● **Problem 1**: From the passage on managing early caries below, list every level of the proposed scoring system for the standard of records, giving each score with its description.
● **Problem 2**: Retype the stretch of the passage on managing early caries from "- Reviewing the" through "a suitable interval.".

● **Text segment**:
An important aspect to bear in mind when adopting a ‘watch and wait’ approach, and giving preventive care a chance to work. Consent is the need to keep the patient fully aware of what you are doing, and why. Explanations and discussions with the patient (or in the case of children, with their parents) should be confirmed in as much detail as possible, in a dated entry in the clinical notes. If there are any particular (eg. medical) factors which suggest the appropriateness of a less interventive, less radical and more cautious approach, these should be similarly discussed with the patient and clearly recorded in the notes.
There is a world of difference between doing nothing at all, and doing nothing that the patient can recognise as representing active dental care and treatment – especially if most of the treatment rationale relies upon things that the patient needs to do (or stop doing) themselves. Included here might be oral hygiene and plaque control, modification of dietary factors, or the use of fluoride in one form or another.
But nor is providing the patient with advice in any (or all) of the above respects, on a single occasion, likely to be sufficient to satisfy a clinician’s duty of care. Equally important when managing the early carious lesion is the need to review the position at appropriate intervals both in terms of assessing the clinical situation itself, and also the patient’s adherence to the recommended strategies for eliminating any risk factors that might have led to the lesion(s) in the first place.
Here again, the clinical records need to be sufficient to demonstrate that this formal review took place. The more objective and structured this review seems to have been, the more compelling the argument that the clinician really was taking appropriate steps to control the patient’s disease and maintain their oral health.
Patients at risk
Some patients are at particular risk of caries, perhaps by virtue of a medical condition or medication which affects their salivary function, or which creates repeated episodes of low intra-oral pH. The records should be organised in such a way as to provide a clear ‘alert’ for the dental team, whether the records are being held in paper or electronic form. Regular screening for early carious lesions becomes all the more important because of the increased risk of a rapid progression of these lesions in ‘at risk’ patients. The patient should be recalled and reviewed at intervals which are commensurate to their level of risk, and the records should make it clear that the patient has been made aware of any recommendation as to the timing of their next periodic review.
- Select a sample of 10 to 20 record cards of patients with a higher than average caries experience.
- Devise a scoring system. You might consider the use of a scoring system such as the following:
| Score || Standard of records |
|3 ||Recorded/updated regularly to a high standard |
|2 ||Recorded/updated periodically to a reasonable standard |
|1 ||Recorded/updated occasionally |
|0 ||Recorded/updated rarely, or not at all |
- Create a protocol, setting out what you aim to record, how it is to be done and make sure your whole dental team is aware of this and why it is being done.
- Decide on the criteria for assessment. For example:
- Charting the site of any early carious lesion.
- Recording the size and extent of an early carious lesion.
- Recording the appearance of an early carious lesion.
- Identifying and recording any relevant risk factors.
- Providing/recommending any relevant preventive care, advice and treatment.
- Carrying out and reporting upon any relevant investigations.
- Reviewing the situation at appropriate intervals.
- Creating and maintaining an appropriate ‘alert’ system.
- Recording discussions with the patient and any explanations given.
- Identify areas for improvement, plan/implement any necessary changes and repeat the exercise after a suitable interval.

● **Entries supplied**:

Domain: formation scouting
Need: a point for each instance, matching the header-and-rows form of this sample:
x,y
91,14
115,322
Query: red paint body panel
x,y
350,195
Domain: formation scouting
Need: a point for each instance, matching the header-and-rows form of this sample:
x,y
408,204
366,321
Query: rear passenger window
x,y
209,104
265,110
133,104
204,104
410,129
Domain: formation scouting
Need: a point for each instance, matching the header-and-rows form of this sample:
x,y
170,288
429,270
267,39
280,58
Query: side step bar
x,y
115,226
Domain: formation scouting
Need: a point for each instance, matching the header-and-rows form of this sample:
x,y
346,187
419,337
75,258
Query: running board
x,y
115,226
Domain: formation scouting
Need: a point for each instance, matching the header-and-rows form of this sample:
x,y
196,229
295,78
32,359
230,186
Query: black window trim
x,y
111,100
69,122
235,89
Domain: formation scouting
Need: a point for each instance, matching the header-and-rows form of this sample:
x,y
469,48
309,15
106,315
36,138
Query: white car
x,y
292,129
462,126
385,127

● **Exercise response 1**:
- 3: Recorded/updated regularly to a high standard
- 2: Recorded/updated periodically to a reasonable standard
- 1: Recorded/updated occasionally
- 0: Recorded/updated rarely, or not at all

● **Exercise response 2**:
- Reviewing the situation at appropriate intervals.
- Creating and maintaining an appropriate ‘alert’ system.
- Recording discussions with the patient and any explanations given.
- Identify areas for improvement, plan/implement any necessary changes and repeat the exercise after a suitable interval.